[Data items]
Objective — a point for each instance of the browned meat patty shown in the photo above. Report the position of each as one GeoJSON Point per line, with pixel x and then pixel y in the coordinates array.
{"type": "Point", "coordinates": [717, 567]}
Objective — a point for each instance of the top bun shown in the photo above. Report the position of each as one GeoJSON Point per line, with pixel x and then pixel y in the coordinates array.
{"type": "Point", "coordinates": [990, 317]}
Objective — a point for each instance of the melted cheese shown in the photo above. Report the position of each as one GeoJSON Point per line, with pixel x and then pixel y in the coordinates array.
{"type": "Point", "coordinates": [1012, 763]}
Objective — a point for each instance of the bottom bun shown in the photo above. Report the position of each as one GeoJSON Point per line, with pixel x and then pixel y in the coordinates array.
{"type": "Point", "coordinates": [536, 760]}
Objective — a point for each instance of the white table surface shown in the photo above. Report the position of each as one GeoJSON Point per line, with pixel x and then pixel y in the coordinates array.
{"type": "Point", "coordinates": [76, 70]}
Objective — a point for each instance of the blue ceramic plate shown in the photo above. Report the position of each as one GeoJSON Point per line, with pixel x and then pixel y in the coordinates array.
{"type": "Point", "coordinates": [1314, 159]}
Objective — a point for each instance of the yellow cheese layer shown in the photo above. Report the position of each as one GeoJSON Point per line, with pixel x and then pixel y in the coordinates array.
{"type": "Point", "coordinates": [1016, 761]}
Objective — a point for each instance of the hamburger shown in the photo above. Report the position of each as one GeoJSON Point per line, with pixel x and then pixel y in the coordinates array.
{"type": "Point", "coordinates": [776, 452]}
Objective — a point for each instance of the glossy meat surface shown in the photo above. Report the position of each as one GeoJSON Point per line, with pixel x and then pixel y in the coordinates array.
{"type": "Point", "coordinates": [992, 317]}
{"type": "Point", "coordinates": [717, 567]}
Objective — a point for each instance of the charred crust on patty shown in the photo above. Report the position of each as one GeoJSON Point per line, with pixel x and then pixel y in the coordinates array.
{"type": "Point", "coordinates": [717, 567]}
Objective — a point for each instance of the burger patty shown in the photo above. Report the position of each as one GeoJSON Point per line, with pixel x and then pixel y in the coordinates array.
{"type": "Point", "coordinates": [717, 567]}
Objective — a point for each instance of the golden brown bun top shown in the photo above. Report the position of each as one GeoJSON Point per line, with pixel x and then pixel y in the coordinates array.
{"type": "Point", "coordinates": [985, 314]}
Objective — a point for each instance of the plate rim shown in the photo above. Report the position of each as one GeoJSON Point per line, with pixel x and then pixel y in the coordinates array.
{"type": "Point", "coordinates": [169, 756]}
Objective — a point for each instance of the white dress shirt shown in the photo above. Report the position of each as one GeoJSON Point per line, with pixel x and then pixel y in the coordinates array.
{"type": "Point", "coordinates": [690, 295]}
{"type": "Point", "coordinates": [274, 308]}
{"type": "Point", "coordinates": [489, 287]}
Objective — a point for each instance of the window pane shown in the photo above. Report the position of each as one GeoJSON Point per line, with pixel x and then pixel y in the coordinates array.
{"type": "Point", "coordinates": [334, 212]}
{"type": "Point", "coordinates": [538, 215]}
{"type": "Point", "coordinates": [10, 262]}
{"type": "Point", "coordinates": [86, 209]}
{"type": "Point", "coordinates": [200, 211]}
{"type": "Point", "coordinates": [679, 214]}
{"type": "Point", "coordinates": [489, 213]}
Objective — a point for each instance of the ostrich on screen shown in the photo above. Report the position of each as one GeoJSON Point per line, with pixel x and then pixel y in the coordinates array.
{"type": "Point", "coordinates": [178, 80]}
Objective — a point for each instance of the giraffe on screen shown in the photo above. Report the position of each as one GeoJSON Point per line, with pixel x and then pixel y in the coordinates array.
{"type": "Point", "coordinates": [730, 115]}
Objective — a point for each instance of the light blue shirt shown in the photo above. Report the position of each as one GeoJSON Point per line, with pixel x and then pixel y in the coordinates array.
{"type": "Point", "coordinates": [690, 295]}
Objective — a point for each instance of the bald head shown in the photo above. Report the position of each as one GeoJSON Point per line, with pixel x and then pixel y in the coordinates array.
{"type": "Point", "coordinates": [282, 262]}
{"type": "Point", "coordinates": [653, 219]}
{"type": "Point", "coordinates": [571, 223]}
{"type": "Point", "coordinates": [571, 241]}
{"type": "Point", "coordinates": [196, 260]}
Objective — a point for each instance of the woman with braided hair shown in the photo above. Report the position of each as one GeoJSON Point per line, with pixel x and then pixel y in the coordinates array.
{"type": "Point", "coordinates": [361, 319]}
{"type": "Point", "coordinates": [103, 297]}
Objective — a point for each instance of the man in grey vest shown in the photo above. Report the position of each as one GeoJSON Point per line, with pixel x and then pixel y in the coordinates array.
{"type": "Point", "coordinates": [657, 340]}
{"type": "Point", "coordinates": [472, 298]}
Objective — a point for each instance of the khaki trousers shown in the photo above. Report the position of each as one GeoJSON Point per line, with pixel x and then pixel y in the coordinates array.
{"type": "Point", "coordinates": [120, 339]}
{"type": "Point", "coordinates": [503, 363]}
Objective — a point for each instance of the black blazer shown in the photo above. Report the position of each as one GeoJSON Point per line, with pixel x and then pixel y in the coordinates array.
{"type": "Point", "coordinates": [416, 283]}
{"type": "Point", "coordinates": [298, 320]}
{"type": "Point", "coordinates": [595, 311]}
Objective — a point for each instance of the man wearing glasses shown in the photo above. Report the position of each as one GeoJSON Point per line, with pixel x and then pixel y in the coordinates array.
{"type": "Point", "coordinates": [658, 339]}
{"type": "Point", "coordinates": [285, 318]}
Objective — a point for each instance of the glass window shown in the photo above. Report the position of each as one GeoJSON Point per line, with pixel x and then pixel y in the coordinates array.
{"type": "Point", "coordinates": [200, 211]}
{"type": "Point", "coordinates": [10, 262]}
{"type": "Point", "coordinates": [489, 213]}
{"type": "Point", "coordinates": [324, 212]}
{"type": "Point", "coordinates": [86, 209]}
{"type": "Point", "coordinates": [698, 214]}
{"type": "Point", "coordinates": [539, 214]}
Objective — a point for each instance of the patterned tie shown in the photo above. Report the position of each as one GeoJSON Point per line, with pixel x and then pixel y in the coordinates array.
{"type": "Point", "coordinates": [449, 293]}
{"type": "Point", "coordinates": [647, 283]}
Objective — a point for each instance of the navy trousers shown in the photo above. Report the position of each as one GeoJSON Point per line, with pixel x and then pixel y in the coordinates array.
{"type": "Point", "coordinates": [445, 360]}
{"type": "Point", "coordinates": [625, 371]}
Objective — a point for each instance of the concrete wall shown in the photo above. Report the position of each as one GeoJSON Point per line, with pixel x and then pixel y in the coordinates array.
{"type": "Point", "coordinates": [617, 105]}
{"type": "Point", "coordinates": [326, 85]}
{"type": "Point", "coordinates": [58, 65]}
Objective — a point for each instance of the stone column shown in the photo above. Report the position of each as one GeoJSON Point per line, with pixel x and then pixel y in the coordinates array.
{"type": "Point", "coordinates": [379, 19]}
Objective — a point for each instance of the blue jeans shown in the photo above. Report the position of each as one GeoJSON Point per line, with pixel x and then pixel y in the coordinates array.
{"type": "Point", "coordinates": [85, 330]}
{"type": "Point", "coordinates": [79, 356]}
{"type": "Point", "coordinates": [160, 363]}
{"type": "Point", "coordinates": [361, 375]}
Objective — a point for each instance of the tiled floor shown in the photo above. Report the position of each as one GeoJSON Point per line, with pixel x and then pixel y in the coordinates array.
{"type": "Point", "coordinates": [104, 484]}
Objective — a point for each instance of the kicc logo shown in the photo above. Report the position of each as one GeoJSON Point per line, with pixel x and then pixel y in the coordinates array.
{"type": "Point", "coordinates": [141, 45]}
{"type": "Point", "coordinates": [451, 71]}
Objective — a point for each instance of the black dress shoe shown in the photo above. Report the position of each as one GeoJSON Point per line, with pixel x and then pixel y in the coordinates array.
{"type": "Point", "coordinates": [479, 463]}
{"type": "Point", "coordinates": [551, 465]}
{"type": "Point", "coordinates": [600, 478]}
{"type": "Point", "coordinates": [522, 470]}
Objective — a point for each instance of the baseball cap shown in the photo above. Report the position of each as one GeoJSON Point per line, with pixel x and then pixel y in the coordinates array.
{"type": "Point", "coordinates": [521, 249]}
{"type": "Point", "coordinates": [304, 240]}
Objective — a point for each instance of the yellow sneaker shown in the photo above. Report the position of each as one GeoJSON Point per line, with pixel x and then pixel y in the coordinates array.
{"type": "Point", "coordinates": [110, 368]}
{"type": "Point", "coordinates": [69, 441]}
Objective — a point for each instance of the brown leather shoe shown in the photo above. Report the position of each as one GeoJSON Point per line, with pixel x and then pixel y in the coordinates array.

* [WRITTEN EXERCISE]: Set down, word for word, every line from the line that holds "Objective — a point for each instance of the blue jeans" to the end of the entries above, including both ends.

* [TASK OUTPUT]:
Objective — a point for each instance of the blue jeans shown in the photo above. Report the position of each as one GeoJSON Point per line, with pixel x and then pixel y in the coordinates array.
{"type": "Point", "coordinates": [85, 330]}
{"type": "Point", "coordinates": [79, 356]}
{"type": "Point", "coordinates": [160, 363]}
{"type": "Point", "coordinates": [361, 375]}
Objective — a point for each instance of the tiled floor shown in the photo above. Report the position of each as one GeoJSON Point per line, with pixel x and then pixel y in the coordinates array.
{"type": "Point", "coordinates": [104, 484]}
Objective — a point for each instance of the kicc logo shown in the photo above. Report the position of each as one GeoJSON Point per line, with pixel x and then pixel y in the coordinates array.
{"type": "Point", "coordinates": [141, 45]}
{"type": "Point", "coordinates": [451, 71]}
Objective — a point for each instance of the black dress shoe shown in the photo above. Report the position of each as one GeoJSON Point per line, with pixel x and then pixel y in the coordinates array.
{"type": "Point", "coordinates": [479, 463]}
{"type": "Point", "coordinates": [551, 465]}
{"type": "Point", "coordinates": [600, 478]}
{"type": "Point", "coordinates": [522, 470]}
Objective — a point for each instance of the baseball cap shown in the photo above. Report the position of each as one GeoJSON Point per line, with pixel x and then pixel y in the coordinates array.
{"type": "Point", "coordinates": [521, 249]}
{"type": "Point", "coordinates": [304, 240]}
Objective — a point for each instance of the yellow sneaker shown in the photo above. Report the position of each as one GeoJSON Point per line, with pixel x and then pixel y in the coordinates array.
{"type": "Point", "coordinates": [110, 368]}
{"type": "Point", "coordinates": [69, 441]}
Objective — a point for each instance of the brown leather shoe shown in the photo above. Report the position of each as one GeoJSON Point per line, with pixel x and then pixel y in the coordinates array.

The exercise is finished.